───── GIVEN RECORDS

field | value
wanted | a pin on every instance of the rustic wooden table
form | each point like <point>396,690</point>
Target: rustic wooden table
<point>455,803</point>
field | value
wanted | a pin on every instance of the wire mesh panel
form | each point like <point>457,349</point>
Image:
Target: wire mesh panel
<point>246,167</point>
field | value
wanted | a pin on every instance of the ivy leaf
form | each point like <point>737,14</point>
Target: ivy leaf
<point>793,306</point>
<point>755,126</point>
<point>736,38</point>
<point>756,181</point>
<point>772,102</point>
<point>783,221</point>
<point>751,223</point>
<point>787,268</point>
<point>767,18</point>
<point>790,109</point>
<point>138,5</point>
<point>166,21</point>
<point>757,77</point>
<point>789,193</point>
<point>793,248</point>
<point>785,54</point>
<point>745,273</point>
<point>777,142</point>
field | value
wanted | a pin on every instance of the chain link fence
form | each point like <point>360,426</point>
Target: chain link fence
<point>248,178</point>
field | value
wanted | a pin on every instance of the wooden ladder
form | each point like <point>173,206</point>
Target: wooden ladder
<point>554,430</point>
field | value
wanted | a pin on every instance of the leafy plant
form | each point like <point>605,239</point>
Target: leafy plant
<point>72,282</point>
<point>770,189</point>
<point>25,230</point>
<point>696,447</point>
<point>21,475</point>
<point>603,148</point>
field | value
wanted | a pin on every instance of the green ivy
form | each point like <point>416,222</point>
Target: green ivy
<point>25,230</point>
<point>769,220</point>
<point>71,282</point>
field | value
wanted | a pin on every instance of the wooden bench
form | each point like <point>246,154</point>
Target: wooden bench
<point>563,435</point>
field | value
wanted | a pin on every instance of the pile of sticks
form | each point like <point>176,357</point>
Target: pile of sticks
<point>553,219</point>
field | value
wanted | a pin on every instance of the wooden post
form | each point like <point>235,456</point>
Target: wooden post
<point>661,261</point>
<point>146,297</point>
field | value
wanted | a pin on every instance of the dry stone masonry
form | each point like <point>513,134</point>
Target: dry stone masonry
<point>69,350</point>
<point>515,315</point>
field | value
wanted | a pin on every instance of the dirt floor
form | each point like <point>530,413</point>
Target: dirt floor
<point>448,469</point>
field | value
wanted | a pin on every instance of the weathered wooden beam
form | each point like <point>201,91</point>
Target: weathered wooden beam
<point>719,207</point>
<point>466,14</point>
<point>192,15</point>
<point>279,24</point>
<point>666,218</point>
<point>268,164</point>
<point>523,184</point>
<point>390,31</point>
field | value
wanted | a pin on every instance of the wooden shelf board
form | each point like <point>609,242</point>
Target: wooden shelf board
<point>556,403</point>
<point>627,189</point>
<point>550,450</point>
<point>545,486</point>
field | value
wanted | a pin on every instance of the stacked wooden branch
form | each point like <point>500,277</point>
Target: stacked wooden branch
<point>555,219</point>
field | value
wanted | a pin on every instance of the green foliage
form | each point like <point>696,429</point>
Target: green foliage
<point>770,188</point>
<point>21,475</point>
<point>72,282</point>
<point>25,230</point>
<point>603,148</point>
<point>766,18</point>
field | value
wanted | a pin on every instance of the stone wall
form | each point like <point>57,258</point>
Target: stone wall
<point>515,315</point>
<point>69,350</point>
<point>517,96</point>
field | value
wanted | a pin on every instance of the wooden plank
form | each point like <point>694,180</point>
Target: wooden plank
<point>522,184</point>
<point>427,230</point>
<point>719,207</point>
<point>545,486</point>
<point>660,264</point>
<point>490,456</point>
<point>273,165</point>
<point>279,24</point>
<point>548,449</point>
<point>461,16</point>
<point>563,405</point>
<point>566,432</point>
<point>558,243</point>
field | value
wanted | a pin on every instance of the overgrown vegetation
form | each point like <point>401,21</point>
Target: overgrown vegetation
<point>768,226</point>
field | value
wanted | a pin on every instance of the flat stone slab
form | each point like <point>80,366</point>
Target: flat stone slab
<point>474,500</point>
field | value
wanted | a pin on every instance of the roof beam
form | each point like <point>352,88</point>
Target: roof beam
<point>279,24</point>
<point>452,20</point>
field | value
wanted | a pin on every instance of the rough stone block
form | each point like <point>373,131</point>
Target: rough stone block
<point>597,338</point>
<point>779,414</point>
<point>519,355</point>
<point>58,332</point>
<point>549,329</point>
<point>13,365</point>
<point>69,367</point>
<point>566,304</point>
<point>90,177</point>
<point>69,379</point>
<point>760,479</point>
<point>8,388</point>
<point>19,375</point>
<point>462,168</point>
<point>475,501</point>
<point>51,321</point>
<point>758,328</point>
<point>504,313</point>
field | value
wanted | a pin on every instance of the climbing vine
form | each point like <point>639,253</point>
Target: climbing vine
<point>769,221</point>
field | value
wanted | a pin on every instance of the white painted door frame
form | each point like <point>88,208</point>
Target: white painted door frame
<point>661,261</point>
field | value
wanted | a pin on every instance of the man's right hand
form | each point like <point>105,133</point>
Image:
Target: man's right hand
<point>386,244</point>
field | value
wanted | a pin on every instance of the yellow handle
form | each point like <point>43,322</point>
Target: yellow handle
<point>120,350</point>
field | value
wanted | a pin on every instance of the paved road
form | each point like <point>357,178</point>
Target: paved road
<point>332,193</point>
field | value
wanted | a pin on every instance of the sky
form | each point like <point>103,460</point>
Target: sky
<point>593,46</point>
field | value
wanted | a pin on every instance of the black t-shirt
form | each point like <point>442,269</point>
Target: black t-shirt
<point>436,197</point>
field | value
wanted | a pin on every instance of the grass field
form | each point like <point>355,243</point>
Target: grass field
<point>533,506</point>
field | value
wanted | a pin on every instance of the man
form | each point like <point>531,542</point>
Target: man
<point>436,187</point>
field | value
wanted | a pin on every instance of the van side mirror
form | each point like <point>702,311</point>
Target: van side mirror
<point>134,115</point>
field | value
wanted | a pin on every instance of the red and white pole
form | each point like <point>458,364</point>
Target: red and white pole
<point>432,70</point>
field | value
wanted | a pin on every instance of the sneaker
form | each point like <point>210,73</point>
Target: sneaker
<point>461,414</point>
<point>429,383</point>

──────────

Copy out every line in the entries above that contains the word "plant".

wanted | a pin on every instance of the leafy plant
Target: leafy plant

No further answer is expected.